• _TO BE DONE_:
Every entry must be repeated exactly. Exclude all pictures.
---------- RECORDS SHOWN ----------
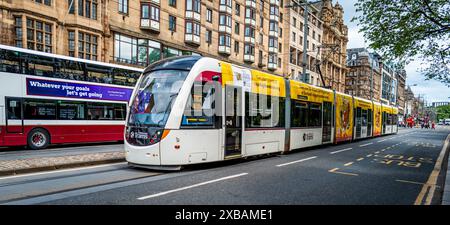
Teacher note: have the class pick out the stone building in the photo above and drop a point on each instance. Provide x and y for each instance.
(139, 32)
(363, 67)
(295, 44)
(401, 90)
(334, 44)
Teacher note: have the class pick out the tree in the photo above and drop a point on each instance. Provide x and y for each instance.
(405, 29)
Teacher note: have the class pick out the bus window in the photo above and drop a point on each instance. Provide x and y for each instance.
(71, 110)
(98, 74)
(39, 109)
(14, 109)
(105, 111)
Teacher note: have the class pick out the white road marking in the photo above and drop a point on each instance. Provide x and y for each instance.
(191, 186)
(60, 171)
(366, 144)
(301, 160)
(343, 150)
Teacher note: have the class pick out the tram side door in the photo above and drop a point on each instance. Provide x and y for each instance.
(14, 115)
(327, 122)
(233, 121)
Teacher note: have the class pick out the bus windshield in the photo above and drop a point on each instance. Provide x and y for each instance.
(154, 98)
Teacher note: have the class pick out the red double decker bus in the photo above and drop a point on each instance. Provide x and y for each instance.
(52, 99)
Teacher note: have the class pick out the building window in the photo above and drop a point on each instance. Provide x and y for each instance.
(225, 40)
(172, 23)
(39, 35)
(87, 46)
(209, 15)
(249, 31)
(208, 36)
(250, 13)
(123, 6)
(193, 5)
(226, 2)
(192, 28)
(18, 31)
(71, 6)
(136, 51)
(224, 20)
(46, 2)
(72, 43)
(273, 42)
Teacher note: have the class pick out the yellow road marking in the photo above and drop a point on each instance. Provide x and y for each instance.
(409, 182)
(335, 170)
(432, 180)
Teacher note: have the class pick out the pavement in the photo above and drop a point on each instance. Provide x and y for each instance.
(18, 161)
(446, 190)
(390, 170)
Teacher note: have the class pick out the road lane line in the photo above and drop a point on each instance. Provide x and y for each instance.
(335, 170)
(432, 180)
(60, 171)
(343, 150)
(191, 186)
(301, 160)
(366, 144)
(409, 182)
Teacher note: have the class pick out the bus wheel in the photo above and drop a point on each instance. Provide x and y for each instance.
(38, 139)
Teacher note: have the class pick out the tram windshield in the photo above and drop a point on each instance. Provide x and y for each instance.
(154, 98)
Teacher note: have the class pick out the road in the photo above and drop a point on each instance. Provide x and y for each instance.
(385, 170)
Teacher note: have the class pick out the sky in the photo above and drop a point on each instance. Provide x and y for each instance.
(431, 91)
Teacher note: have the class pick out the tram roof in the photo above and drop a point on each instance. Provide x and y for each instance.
(174, 63)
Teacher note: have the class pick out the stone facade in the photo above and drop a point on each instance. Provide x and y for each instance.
(139, 32)
(334, 44)
(295, 45)
(363, 66)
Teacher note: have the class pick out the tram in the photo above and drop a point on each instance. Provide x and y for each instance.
(193, 109)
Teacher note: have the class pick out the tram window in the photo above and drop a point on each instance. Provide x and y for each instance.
(39, 109)
(200, 108)
(263, 111)
(299, 114)
(315, 115)
(14, 109)
(71, 110)
(364, 117)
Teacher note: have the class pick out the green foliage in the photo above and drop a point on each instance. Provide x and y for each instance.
(443, 112)
(404, 29)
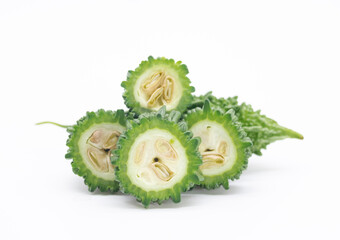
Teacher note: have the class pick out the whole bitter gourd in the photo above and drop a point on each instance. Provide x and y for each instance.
(157, 158)
(259, 128)
(224, 147)
(158, 82)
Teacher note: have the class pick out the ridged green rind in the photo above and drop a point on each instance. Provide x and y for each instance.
(132, 77)
(78, 166)
(242, 143)
(259, 128)
(169, 123)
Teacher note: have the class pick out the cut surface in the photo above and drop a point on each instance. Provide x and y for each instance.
(217, 148)
(95, 146)
(155, 83)
(157, 160)
(158, 86)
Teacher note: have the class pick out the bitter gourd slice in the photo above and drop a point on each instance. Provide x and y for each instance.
(224, 147)
(91, 142)
(158, 82)
(157, 158)
(261, 129)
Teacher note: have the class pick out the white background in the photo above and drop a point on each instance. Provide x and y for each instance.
(60, 59)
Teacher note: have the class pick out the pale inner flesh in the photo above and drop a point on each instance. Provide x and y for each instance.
(95, 147)
(217, 148)
(157, 160)
(158, 86)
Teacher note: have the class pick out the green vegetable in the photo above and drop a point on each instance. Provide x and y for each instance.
(157, 158)
(259, 128)
(224, 147)
(158, 82)
(90, 143)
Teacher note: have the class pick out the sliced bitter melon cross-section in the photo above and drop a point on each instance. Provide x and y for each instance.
(156, 159)
(91, 142)
(224, 147)
(158, 82)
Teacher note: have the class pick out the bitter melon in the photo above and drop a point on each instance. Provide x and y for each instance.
(90, 143)
(157, 158)
(259, 128)
(158, 82)
(224, 147)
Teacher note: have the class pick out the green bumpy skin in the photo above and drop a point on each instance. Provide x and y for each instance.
(152, 175)
(259, 128)
(86, 147)
(225, 146)
(155, 83)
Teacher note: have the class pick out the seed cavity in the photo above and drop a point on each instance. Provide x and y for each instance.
(162, 171)
(168, 88)
(158, 89)
(223, 148)
(153, 83)
(100, 144)
(165, 149)
(212, 160)
(139, 153)
(99, 159)
(155, 96)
----------
• _REPLY TO THE TASK_:
Teacher note: have the class pick out the stone building in the photo above and drop a point on each instance. Provide x and y for each instance.
(139, 32)
(363, 67)
(295, 44)
(401, 90)
(334, 44)
Teacher note: have the class pick out the tree in the photo above and drop a point on each instance. Provide x and y for each instance.
(405, 29)
Teacher note: have the class pick out the bus window in the photo above and drop a point on each instance. Provide x and y for each instance.
(71, 110)
(98, 74)
(39, 109)
(14, 109)
(105, 111)
Teacher note: have the class pick out the white road marking in the photo above and drop a point on each instance. Provide x and y for each instance.
(191, 186)
(60, 171)
(366, 144)
(301, 160)
(343, 150)
Teacher note: have the class pick out the tram side door in the photo above and drop a point on each instance. Provide x and y for each instance.
(14, 115)
(327, 122)
(233, 121)
Teacher note: have the class pick out the bus windshield in the photo above and drop a point on each instance. Provide x and y for each instance.
(154, 98)
Teacher note: have the class pick out the red double decker bus in the photo above and drop a point on each instance. Provide x and y for each instance.
(52, 99)
Teacher note: have the class pick out the building window in the photo above and drop a point on each instance. Provide x and y for each instance.
(225, 40)
(172, 23)
(39, 35)
(87, 46)
(209, 15)
(249, 31)
(208, 36)
(250, 13)
(123, 6)
(193, 5)
(226, 2)
(192, 28)
(18, 31)
(71, 6)
(136, 51)
(224, 20)
(46, 2)
(72, 43)
(273, 42)
Teacher note: have the class pick out the yellow road marking in the photo above and drop a point on each instance. Provide x and y for each instance.
(409, 182)
(335, 170)
(432, 180)
Teacher note: have the class pick out the pavement in the photo above and drop a point on each instance. Provide x and y for each instance.
(18, 161)
(446, 190)
(390, 170)
Teacher note: have the class pick out the road lane line in the photo above and drop a point on each instance. Provide x and y for each instance.
(335, 170)
(432, 180)
(60, 171)
(343, 150)
(191, 186)
(301, 160)
(366, 144)
(409, 182)
Teacher note: have the class pick out the bus wheel in the photo above and drop a point on each instance. Provide x and y for each instance.
(38, 139)
Teacher note: have the class pick out the tram windshield in the photo above and drop a point on each instance. Provide x and y for each instance.
(154, 98)
Teacher note: have the class pick out the road in the photo above and drop a point on each instance. Provide x and y for each instance.
(385, 170)
Teacher note: have the class pick out the sky in the photo above and drop a point on each instance. Provide x and y for each instance.
(431, 91)
Teacher note: have the class pick out the tram roof in the photo above and drop a point on each instance. Provide x and y for each instance.
(174, 63)
Teacher note: have the class pick out the stone facade in the photo above and drop a point on each instance. Provide x and y for each instance.
(139, 32)
(334, 44)
(295, 45)
(363, 66)
Teacher note: have the class pick out the tram in the photo above and drop a point on each instance. Provide x and y for each instance.
(193, 109)
Teacher note: have the class pick out the tram window in the photo above and drop a point on each instance. Provide x and y for each instance.
(39, 109)
(200, 108)
(263, 111)
(299, 114)
(315, 115)
(14, 109)
(71, 110)
(364, 117)
Teacher note: have the class pick out the green foliage in the photo above and drop a point on each instance. Provide x and y for each instance.
(443, 112)
(404, 29)
Teacher note: have the class pick out the whole bitter gourd in the photo above and drop a point on each instance. Provide x and y for each instance.
(157, 158)
(259, 128)
(224, 147)
(158, 82)
Teacher note: have the class pick out the ridged green rind in the photo above and drop a point on each instance. Provide x and y for each instance.
(132, 77)
(78, 166)
(242, 143)
(259, 128)
(169, 123)
Teacher note: have the class pick out the cut surface in the photo above and drop a point on each instance. Provide x and y for each instance.
(217, 148)
(95, 146)
(155, 83)
(157, 160)
(158, 86)
Teacher note: have the class pick out the bitter gourd slice in the photo above and drop a point on each instance. Provide x and y for each instance.
(224, 147)
(91, 142)
(158, 82)
(157, 158)
(261, 129)
Teacher note: have the class pick out the white background in the photo above and drop a point on each instance. Provide x and y for each instance.
(60, 59)
Teacher note: have the class pick out the pale inner flesh in the photo above and drop a point on each instance. Provide x and y for each instance.
(95, 147)
(217, 148)
(157, 160)
(158, 86)
Teacher note: have the class pick out the green vegetable in the photo above and drop a point on each instance. Provide x and y for each instance.
(157, 158)
(259, 128)
(224, 147)
(158, 82)
(90, 143)
Teacher note: have the class pick out the sliced bitter melon cross-section in the photo above and drop a point on each instance. Provide x and y for each instance.
(156, 159)
(91, 142)
(224, 147)
(158, 82)
Teacher note: have the class pick out the bitter melon in the photo above and drop a point on each instance. Provide x and y for each instance.
(90, 143)
(157, 158)
(259, 128)
(158, 82)
(224, 147)
Teacher note: have the class pick out the green bumpy skin in the photo above and drop a point on each instance. Provide x and y for each instance.
(152, 175)
(259, 128)
(86, 147)
(225, 146)
(155, 83)
Teacher note: have the class pick out the seed cavity in the photo above and drop a point on each instance. Provide x and y for each instance.
(162, 171)
(168, 88)
(158, 89)
(223, 148)
(153, 83)
(100, 144)
(165, 149)
(212, 160)
(139, 153)
(99, 159)
(155, 96)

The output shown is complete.